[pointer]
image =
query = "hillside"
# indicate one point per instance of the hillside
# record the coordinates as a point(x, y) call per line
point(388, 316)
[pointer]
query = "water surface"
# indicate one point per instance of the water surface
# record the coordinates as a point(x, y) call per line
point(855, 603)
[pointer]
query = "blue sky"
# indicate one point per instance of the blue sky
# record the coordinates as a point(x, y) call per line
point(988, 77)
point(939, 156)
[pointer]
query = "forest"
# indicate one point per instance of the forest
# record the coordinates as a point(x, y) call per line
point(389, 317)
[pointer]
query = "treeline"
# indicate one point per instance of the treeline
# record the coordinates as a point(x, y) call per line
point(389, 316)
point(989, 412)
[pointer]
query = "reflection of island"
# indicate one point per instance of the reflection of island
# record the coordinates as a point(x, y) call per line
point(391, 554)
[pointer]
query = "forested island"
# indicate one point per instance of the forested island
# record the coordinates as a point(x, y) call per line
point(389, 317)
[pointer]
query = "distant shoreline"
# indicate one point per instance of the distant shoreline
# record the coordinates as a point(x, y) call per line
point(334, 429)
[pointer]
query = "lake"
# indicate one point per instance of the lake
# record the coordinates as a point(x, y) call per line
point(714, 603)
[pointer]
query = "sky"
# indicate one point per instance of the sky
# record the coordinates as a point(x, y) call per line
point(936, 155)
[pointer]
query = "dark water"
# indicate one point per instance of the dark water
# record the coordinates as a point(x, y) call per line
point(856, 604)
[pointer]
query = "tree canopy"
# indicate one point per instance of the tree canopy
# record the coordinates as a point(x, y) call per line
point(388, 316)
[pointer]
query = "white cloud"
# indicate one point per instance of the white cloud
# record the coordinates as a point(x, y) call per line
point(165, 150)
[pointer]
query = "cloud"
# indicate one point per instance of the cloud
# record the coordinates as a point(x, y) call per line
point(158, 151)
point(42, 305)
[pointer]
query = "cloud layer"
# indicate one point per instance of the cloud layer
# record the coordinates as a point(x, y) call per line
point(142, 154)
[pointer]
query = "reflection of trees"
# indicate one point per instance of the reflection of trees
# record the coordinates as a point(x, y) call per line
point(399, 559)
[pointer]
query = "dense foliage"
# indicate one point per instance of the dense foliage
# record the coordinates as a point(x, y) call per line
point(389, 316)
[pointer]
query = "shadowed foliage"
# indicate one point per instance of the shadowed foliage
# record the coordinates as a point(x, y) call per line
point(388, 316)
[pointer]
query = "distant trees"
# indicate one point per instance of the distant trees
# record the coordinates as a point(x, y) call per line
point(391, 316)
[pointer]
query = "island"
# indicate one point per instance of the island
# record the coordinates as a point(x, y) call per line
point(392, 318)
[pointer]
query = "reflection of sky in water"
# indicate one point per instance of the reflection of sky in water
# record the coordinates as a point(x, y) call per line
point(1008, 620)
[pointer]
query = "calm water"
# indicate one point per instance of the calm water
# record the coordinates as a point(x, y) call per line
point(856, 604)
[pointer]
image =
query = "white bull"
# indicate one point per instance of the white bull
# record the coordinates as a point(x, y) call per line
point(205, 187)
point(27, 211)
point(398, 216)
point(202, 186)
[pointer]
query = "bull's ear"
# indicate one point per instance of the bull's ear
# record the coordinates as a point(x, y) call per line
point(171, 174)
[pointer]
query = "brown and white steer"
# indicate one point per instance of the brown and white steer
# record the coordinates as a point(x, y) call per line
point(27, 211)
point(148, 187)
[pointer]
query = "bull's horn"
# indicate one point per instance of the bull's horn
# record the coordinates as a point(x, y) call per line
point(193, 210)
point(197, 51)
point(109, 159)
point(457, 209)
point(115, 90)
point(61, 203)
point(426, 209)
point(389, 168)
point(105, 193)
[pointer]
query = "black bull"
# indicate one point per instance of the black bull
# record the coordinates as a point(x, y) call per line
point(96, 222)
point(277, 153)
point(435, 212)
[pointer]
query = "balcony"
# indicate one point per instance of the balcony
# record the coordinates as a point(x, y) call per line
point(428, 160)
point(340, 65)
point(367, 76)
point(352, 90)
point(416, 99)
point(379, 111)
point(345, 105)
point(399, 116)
+ + + + + + +
## [Written problem]
Word for word, extract all the records.

## [Final answer]
[pointer]
image =
query = "hillside"
# indicate one point per instance of the hillside
# record the coordinates as a point(x, y) call per line
point(388, 316)
[pointer]
query = "water surface"
# indicate one point per instance of the water surface
# record the coordinates as a point(x, y) call per line
point(855, 603)
[pointer]
query = "blue sky"
# indicate one point per instance of the blue sky
# record the coordinates as a point(x, y) call per line
point(988, 77)
point(939, 156)
[pointer]
query = "forest"
# indicate one point per instance of the forest
# record the coordinates as a point(x, y) call per line
point(389, 317)
[pointer]
query = "treeline"
# indicate one point per instance of the treeline
# record the coordinates as a point(x, y) call per line
point(389, 316)
point(989, 412)
[pointer]
query = "reflection of island"
# indicate one point per instance of the reflection of island
# record the coordinates as a point(x, y) call per line
point(391, 554)
[pointer]
query = "forested island"
# indicate one point per instance of the forested island
# record the coordinates as a point(x, y) call per line
point(389, 317)
[pointer]
query = "distant shoreline"
# indicate one point per instance of the distant shoreline
# record the coordinates as a point(x, y) call per line
point(334, 429)
[pointer]
query = "lake"
# indicate one point per instance of the lake
# record the coordinates as a point(x, y) call per line
point(714, 603)
[pointer]
query = "sky"
# indicate one point per instance of the sky
# record the coordinates as a point(x, y) call per line
point(936, 155)
[pointer]
query = "dark water"
# indicate one point per instance of the dark water
# record the coordinates as a point(x, y) call per line
point(856, 604)
[pointer]
query = "tree canopy"
# indicate one point per instance of the tree canopy
# record the coordinates as a point(x, y) call per line
point(388, 316)
[pointer]
query = "white cloud"
# indicate one point per instance of the white cloud
# record the coordinates as a point(x, y) call per line
point(165, 150)
[pointer]
query = "cloud"
# indicate one point per instance of the cloud
# record the coordinates as a point(x, y) call per line
point(158, 151)
point(42, 305)
[pointer]
query = "cloud layer"
# indicate one point per instance of the cloud layer
# record the coordinates as a point(x, y) call per line
point(142, 154)
[pointer]
query = "reflection of trees"
# indicate one point per instance of the reflection of trees
# record the coordinates as a point(x, y) call per line
point(399, 559)
[pointer]
query = "dense foliage"
# indicate one point per instance of the dense foliage
# record the coordinates as a point(x, y) call per line
point(389, 316)
[pointer]
query = "shadowed foliage"
# indicate one point per instance of the shadowed foliage
# record the coordinates as a point(x, y) call per line
point(388, 316)
[pointer]
query = "distant trees"
# indicate one point per instance of the distant trees
# record the coordinates as a point(x, y) call per line
point(391, 316)
[pointer]
query = "island"
# indicate one point per instance of the island
# record the coordinates as a point(x, y) call per line
point(392, 318)
[pointer]
query = "reflection of sky in water"
# indicate one point per instance of the reflection of sky in water
# record the coordinates as a point(x, y) call per line
point(1008, 620)
[pointer]
query = "calm water"
# indicate one point per instance of the calm water
# record the coordinates as a point(x, y) call per line
point(856, 604)
[pointer]
image =
query = "white bull"
# indicate one point per instance of the white bull
# record the coordinates as a point(x, y) call per line
point(205, 187)
point(27, 211)
point(398, 216)
point(202, 186)
[pointer]
query = "bull's ear"
# indicate one point per instance of the bull's ear
# record the coordinates as a point(x, y) call per line
point(171, 174)
[pointer]
query = "brown and white steer"
# indicate one point per instance of the brown and white steer
# record the coordinates as a point(x, y) call per line
point(27, 211)
point(148, 187)
[pointer]
query = "bull's horn"
# indicate one point per instance of the bull's horn
# record the coordinates as a point(x, y) call per line
point(193, 210)
point(197, 51)
point(109, 159)
point(457, 209)
point(115, 90)
point(61, 203)
point(426, 209)
point(389, 168)
point(105, 193)
[pointer]
query = "black bull"
# indicate one point per instance of the black bull
# record the coordinates as a point(x, y) call per line
point(96, 222)
point(277, 153)
point(435, 212)
[pointer]
query = "balcony"
# indicate one point per instance of the balcony
# record the coordinates as a point(x, y) call per line
point(428, 160)
point(340, 65)
point(367, 76)
point(352, 90)
point(416, 99)
point(379, 111)
point(345, 105)
point(399, 116)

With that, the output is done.